▸ **Set problem**
In the passage below about "Japanese Only" signs in Japan, for how long has the writer catalogued these signs and rules?

▸ **Extract**
-.-.-
SNA (Tokyo) — Japan has a race problem. As I’ve catalogued for a quarter century, there are “Japanese Only” signs and rules on businesses nationwide. Refusing entry and service to all “foreigners” on sight, they exclude people who don’t “look Japanese.”

Now, before frequent readers of my columns think that I’m starting another essay they’ve read before, bear with me. An important update follows.

Refusing people “on sight” matters. There are easily hundreds of thousands of people in Japan who have diverse roots, including historical diaspora, children of international marriages, and naturalized citizens. That means “looking Japanese” doesn’t necessarily correlate with having Japanese nationality—Japanese citizens also get excluded.

So when you treat people differently due to the way they “look,” particularly physical features they were born with and can’t change, that’s a race problem.
-.-.-
▸ **Recorded information**
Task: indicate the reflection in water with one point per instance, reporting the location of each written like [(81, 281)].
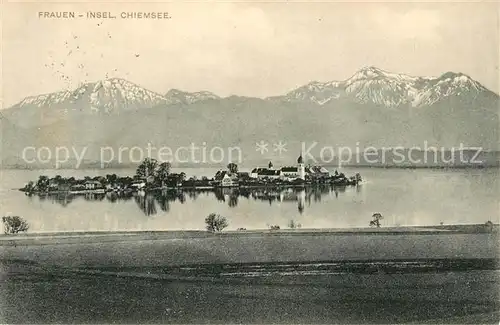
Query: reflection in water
-.-.-
▸ **Response below**
For a quarter century.